begin

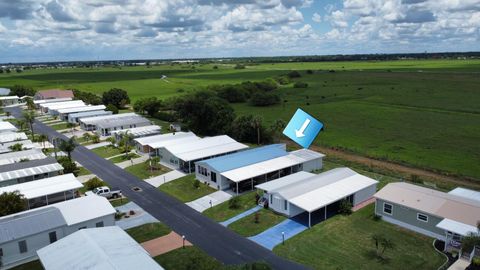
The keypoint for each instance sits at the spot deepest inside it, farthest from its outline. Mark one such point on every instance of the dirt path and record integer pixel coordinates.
(390, 166)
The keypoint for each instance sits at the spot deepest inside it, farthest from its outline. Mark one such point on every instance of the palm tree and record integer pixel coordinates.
(257, 123)
(42, 138)
(30, 118)
(68, 146)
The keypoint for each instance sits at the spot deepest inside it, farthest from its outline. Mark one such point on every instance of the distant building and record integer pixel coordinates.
(108, 248)
(53, 94)
(445, 216)
(24, 233)
(317, 196)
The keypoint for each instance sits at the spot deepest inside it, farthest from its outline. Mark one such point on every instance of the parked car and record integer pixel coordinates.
(105, 192)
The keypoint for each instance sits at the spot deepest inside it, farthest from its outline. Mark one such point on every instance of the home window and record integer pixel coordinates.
(53, 237)
(422, 217)
(22, 246)
(387, 208)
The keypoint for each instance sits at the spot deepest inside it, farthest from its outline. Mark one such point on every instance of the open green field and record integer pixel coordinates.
(344, 242)
(424, 113)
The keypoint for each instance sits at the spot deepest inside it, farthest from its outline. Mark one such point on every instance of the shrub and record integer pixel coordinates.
(94, 183)
(234, 203)
(345, 207)
(300, 85)
(264, 99)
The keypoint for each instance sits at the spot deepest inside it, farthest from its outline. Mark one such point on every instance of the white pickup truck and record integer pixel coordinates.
(105, 192)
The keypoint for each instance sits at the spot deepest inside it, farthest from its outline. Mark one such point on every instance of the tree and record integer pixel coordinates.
(16, 147)
(42, 138)
(68, 146)
(69, 166)
(11, 203)
(205, 113)
(21, 90)
(29, 118)
(112, 108)
(148, 105)
(117, 97)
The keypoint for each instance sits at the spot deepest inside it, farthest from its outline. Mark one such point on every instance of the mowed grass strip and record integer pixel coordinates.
(184, 189)
(248, 227)
(344, 242)
(148, 231)
(223, 212)
(107, 151)
(144, 171)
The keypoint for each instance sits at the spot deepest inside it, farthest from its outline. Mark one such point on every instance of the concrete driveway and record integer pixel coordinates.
(210, 200)
(273, 236)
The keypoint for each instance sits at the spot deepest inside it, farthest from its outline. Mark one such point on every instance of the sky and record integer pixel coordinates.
(69, 30)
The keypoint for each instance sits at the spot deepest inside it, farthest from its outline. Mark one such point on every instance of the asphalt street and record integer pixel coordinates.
(216, 240)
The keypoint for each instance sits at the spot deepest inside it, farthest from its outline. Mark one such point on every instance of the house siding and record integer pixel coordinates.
(407, 218)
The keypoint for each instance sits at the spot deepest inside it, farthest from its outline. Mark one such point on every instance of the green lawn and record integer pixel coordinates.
(107, 151)
(122, 158)
(422, 113)
(222, 212)
(119, 202)
(247, 226)
(344, 242)
(33, 265)
(184, 190)
(143, 170)
(148, 231)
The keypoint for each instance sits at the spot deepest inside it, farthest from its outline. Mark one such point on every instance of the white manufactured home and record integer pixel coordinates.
(26, 232)
(307, 195)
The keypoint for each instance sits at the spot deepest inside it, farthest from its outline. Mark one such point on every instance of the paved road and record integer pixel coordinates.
(218, 241)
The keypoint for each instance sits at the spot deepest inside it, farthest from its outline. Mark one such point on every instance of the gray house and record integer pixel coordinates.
(20, 172)
(26, 232)
(317, 195)
(444, 216)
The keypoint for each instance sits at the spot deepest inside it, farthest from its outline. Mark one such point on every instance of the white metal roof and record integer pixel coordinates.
(107, 248)
(13, 157)
(275, 164)
(53, 100)
(6, 126)
(5, 176)
(8, 97)
(205, 147)
(456, 227)
(57, 105)
(85, 108)
(95, 119)
(45, 186)
(320, 195)
(140, 131)
(172, 140)
(84, 208)
(466, 193)
(12, 136)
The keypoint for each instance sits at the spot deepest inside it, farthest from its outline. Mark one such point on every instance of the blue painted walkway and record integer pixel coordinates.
(242, 215)
(273, 236)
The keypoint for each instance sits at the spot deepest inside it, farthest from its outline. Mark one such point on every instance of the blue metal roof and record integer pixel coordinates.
(245, 158)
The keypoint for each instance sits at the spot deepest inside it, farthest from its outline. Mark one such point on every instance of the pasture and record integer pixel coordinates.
(423, 113)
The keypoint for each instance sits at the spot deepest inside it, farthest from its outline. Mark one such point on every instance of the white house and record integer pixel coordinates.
(107, 248)
(243, 170)
(47, 191)
(24, 233)
(317, 195)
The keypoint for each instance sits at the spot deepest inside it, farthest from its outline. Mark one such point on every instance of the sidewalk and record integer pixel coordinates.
(242, 215)
(203, 203)
(164, 244)
(165, 178)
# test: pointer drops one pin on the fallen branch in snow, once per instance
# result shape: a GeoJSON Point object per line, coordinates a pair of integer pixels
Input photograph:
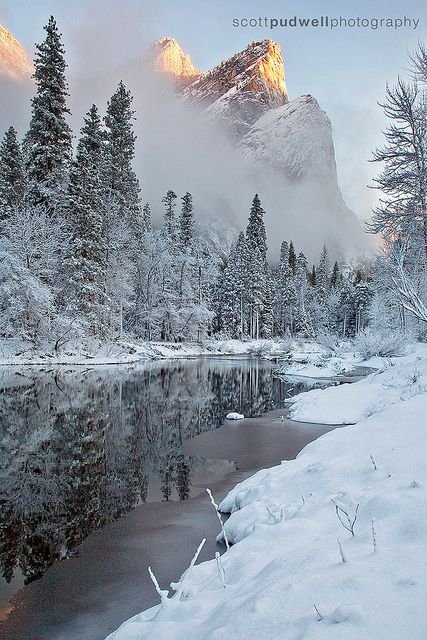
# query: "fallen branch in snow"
{"type": "Point", "coordinates": [179, 587]}
{"type": "Point", "coordinates": [221, 571]}
{"type": "Point", "coordinates": [374, 534]}
{"type": "Point", "coordinates": [319, 615]}
{"type": "Point", "coordinates": [343, 558]}
{"type": "Point", "coordinates": [343, 513]}
{"type": "Point", "coordinates": [163, 593]}
{"type": "Point", "coordinates": [214, 504]}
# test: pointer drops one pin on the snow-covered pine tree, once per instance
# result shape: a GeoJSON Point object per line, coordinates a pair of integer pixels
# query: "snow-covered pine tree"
{"type": "Point", "coordinates": [323, 274]}
{"type": "Point", "coordinates": [12, 176]}
{"type": "Point", "coordinates": [292, 258]}
{"type": "Point", "coordinates": [171, 226]}
{"type": "Point", "coordinates": [146, 217]}
{"type": "Point", "coordinates": [120, 179]}
{"type": "Point", "coordinates": [258, 276]}
{"type": "Point", "coordinates": [303, 322]}
{"type": "Point", "coordinates": [186, 222]}
{"type": "Point", "coordinates": [123, 219]}
{"type": "Point", "coordinates": [85, 264]}
{"type": "Point", "coordinates": [285, 294]}
{"type": "Point", "coordinates": [336, 275]}
{"type": "Point", "coordinates": [232, 291]}
{"type": "Point", "coordinates": [48, 141]}
{"type": "Point", "coordinates": [255, 231]}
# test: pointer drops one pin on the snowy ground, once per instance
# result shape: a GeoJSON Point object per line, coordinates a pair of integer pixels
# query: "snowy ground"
{"type": "Point", "coordinates": [287, 576]}
{"type": "Point", "coordinates": [18, 352]}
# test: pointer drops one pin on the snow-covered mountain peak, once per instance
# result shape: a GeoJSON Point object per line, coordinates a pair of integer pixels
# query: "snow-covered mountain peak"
{"type": "Point", "coordinates": [239, 90]}
{"type": "Point", "coordinates": [166, 56]}
{"type": "Point", "coordinates": [14, 61]}
{"type": "Point", "coordinates": [295, 139]}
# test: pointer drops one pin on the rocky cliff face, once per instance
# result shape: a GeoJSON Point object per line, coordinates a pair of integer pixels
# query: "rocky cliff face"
{"type": "Point", "coordinates": [240, 90]}
{"type": "Point", "coordinates": [295, 139]}
{"type": "Point", "coordinates": [14, 61]}
{"type": "Point", "coordinates": [167, 57]}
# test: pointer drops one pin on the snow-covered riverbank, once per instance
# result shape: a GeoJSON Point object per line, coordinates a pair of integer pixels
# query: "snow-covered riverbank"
{"type": "Point", "coordinates": [92, 352]}
{"type": "Point", "coordinates": [288, 576]}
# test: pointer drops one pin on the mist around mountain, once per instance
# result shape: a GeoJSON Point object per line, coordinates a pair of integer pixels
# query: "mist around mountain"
{"type": "Point", "coordinates": [204, 132]}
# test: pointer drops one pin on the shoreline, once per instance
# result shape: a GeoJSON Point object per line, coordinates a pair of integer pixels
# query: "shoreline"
{"type": "Point", "coordinates": [131, 537]}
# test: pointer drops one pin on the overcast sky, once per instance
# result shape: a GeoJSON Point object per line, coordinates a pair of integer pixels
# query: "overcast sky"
{"type": "Point", "coordinates": [345, 69]}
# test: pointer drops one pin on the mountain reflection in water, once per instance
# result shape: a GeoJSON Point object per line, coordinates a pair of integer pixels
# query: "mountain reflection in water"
{"type": "Point", "coordinates": [79, 448]}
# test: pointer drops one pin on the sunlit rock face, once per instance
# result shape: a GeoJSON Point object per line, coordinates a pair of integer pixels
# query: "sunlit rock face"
{"type": "Point", "coordinates": [14, 61]}
{"type": "Point", "coordinates": [295, 139]}
{"type": "Point", "coordinates": [166, 56]}
{"type": "Point", "coordinates": [238, 91]}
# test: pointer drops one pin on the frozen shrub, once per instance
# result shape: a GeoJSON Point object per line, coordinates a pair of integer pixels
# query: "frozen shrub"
{"type": "Point", "coordinates": [370, 343]}
{"type": "Point", "coordinates": [261, 348]}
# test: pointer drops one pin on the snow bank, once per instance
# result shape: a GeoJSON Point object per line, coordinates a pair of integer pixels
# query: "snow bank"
{"type": "Point", "coordinates": [399, 379]}
{"type": "Point", "coordinates": [287, 560]}
{"type": "Point", "coordinates": [90, 351]}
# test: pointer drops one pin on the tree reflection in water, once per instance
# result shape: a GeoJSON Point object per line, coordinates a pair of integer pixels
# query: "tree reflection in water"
{"type": "Point", "coordinates": [78, 448]}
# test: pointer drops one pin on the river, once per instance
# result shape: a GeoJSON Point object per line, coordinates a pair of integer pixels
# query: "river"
{"type": "Point", "coordinates": [104, 471]}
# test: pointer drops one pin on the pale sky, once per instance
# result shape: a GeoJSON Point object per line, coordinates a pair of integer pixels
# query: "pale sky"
{"type": "Point", "coordinates": [345, 69]}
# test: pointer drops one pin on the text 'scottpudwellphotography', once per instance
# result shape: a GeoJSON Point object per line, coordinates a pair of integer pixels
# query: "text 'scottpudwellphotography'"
{"type": "Point", "coordinates": [213, 320]}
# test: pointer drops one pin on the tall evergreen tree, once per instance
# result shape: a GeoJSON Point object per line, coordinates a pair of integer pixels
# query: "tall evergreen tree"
{"type": "Point", "coordinates": [146, 217]}
{"type": "Point", "coordinates": [120, 178]}
{"type": "Point", "coordinates": [258, 277]}
{"type": "Point", "coordinates": [323, 274]}
{"type": "Point", "coordinates": [232, 291]}
{"type": "Point", "coordinates": [169, 200]}
{"type": "Point", "coordinates": [335, 276]}
{"type": "Point", "coordinates": [255, 231]}
{"type": "Point", "coordinates": [86, 262]}
{"type": "Point", "coordinates": [12, 175]}
{"type": "Point", "coordinates": [303, 323]}
{"type": "Point", "coordinates": [48, 141]}
{"type": "Point", "coordinates": [186, 221]}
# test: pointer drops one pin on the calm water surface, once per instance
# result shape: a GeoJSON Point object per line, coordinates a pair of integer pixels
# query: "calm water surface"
{"type": "Point", "coordinates": [80, 448]}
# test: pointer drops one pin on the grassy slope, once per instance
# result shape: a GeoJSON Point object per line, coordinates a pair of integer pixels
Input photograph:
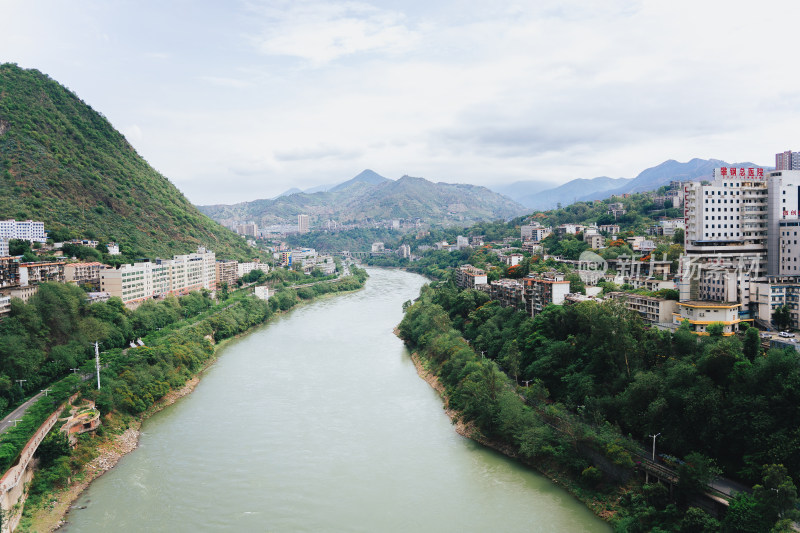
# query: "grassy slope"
{"type": "Point", "coordinates": [63, 163]}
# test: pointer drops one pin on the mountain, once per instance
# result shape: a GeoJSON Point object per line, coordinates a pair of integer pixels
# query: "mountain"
{"type": "Point", "coordinates": [360, 200]}
{"type": "Point", "coordinates": [63, 163]}
{"type": "Point", "coordinates": [368, 176]}
{"type": "Point", "coordinates": [648, 180]}
{"type": "Point", "coordinates": [572, 191]}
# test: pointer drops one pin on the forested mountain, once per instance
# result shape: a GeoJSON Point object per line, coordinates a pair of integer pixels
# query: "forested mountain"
{"type": "Point", "coordinates": [63, 163]}
{"type": "Point", "coordinates": [364, 199]}
{"type": "Point", "coordinates": [534, 195]}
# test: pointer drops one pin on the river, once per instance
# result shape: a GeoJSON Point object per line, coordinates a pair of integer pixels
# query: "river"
{"type": "Point", "coordinates": [319, 422]}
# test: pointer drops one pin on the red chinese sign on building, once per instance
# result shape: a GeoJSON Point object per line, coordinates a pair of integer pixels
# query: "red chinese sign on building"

end

→ **Exercise aim**
With pictures omitted, reproduce exactly the lines from the line containing "# test: pointer drops one pin on the grassy" through the end of the data above.

→ **Completed task**
# test: pointer drops one pin on the grassy slope, once per instance
# result shape: a GeoJSON Point object per line, coordinates a pair of integer pixels
Input photograph:
# query: "grassy slope"
{"type": "Point", "coordinates": [63, 163]}
# test: pointer drops one pin on the mountain, once per instance
# result shape: a GeoJSON Point object per line, coordinates a pair of integer pixels
# query: "mountain"
{"type": "Point", "coordinates": [360, 200]}
{"type": "Point", "coordinates": [63, 163]}
{"type": "Point", "coordinates": [368, 176]}
{"type": "Point", "coordinates": [648, 180]}
{"type": "Point", "coordinates": [572, 191]}
# test: pointer drops one pin on the forested mountain, once per instance
# result shape: a GeoJSON Point object per line, coordinates a pair of integer pixels
# query: "forested mountain"
{"type": "Point", "coordinates": [63, 163]}
{"type": "Point", "coordinates": [364, 199]}
{"type": "Point", "coordinates": [534, 195]}
# test: pointer drops one pin on the river, once per instance
# result shape: a GeoJSON Point object per line, coordinates a pair of integer pixels
# query: "river"
{"type": "Point", "coordinates": [319, 422]}
# test: pointer drops one pin on the red chinese sign on building, once per instance
# result shape: a GeoJSON Point object per line, coordinates a pair of integer pixels
# query: "red chinese sign on building"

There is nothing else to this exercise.